### TASK BRIEF
Please quote the data below verbatim, from the line containing "Someone claims thin" through the last line of the data, including both of those lines.

### DATA SUPPLIED
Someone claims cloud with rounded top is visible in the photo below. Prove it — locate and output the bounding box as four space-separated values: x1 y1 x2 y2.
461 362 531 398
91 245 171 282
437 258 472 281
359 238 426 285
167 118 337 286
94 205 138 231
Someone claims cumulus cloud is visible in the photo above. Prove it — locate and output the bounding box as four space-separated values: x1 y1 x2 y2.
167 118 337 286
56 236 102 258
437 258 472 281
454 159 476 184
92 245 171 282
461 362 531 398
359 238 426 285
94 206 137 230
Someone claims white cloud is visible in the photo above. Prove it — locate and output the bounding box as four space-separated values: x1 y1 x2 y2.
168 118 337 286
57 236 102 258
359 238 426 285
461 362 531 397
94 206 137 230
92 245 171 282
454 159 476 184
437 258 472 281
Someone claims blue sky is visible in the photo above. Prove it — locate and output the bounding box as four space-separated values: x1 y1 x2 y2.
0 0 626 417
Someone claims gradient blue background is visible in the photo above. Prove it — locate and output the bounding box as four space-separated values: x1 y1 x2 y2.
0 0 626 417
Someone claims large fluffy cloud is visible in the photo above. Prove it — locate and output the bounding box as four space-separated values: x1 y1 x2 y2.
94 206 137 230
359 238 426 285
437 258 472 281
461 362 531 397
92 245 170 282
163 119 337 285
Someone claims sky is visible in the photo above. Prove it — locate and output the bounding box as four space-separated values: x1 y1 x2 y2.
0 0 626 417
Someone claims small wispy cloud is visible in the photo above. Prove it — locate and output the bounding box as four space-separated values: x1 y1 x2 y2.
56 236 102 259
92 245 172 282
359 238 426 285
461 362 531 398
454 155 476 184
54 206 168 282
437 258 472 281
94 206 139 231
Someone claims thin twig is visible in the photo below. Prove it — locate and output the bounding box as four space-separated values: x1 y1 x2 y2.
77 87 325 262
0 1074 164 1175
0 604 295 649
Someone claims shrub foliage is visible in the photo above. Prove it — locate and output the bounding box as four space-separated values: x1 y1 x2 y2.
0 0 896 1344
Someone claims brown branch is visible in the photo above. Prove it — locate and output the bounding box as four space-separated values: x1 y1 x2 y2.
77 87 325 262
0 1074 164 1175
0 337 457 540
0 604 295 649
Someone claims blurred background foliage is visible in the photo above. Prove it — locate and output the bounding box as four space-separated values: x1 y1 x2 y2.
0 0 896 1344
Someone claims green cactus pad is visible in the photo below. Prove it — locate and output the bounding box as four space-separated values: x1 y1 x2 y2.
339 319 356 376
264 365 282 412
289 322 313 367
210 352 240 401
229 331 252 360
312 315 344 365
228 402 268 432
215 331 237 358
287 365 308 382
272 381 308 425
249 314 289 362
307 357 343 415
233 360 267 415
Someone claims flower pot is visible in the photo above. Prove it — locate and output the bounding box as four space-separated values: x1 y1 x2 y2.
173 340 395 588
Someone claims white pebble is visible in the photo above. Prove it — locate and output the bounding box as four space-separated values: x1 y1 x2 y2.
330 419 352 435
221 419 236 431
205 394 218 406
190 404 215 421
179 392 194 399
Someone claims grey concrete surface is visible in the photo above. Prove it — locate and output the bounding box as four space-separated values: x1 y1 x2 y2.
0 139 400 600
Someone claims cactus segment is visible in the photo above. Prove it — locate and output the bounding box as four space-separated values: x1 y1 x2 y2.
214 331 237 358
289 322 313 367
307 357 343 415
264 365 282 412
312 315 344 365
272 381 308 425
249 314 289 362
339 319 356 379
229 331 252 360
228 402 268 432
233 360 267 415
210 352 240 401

### EXERCISE OUTPUT
Someone claims thin twig is visible in the photo below. Prove it — locate and output the bounding box as four space-separated values: x1 y1 x2 y2.
77 87 325 262
0 1074 164 1175
0 604 295 649
Someone claims shrub foliage is visible in the photo above. Prove it — locate and output the bounding box as four space-separated values: x1 y1 x2 y2.
0 0 896 1344
Someone claims brown branch is visible in the photo above. Prove it — locate and output the bounding box as four space-separated values: x1 y1 x2 y2.
77 87 325 262
0 1074 164 1175
0 337 457 540
0 604 295 649
Someone claims blurred background foliage is visible in the photo above. Prove it — locate and output the bounding box as four space-separated values: x1 y1 x2 y2.
0 0 896 1344
Someone claims green cactus pad is visible in the photo below. Prove it — locate and output the bounding box as four space-separated values: x1 y1 x2 y2.
339 319 356 376
264 365 282 412
289 322 313 367
210 352 240 401
229 331 252 360
312 315 344 365
228 402 268 432
215 331 237 358
287 365 308 382
272 381 308 425
249 314 289 362
307 357 343 415
233 360 267 415
Someone claims flower pot is visible in the photo above. Prove it — locate and output the bounding box as four space-separated values: x1 y1 x2 y2.
173 340 395 588
Someone claims white pebble is visible in the photo above. Prove it — locate and output the bounding box as four space-separated values: x1 y1 x2 y2.
330 419 352 435
221 419 236 431
205 394 218 406
190 404 215 421
179 392 194 399
Someone claims grey concrete surface is visible in the photo above. Prove it — locate and output the bounding box as four space-separated values: x1 y1 x2 y2.
0 139 400 600
Someone claims cactus segment is visible in the photo above. Prove it — locate and output the bounding box as four space-separated values: x1 y1 x2 y2.
214 331 237 358
289 322 313 367
307 357 343 415
264 365 282 412
312 315 344 365
272 381 308 425
249 314 289 362
339 319 356 379
229 331 252 360
228 402 268 432
233 360 267 415
210 352 240 401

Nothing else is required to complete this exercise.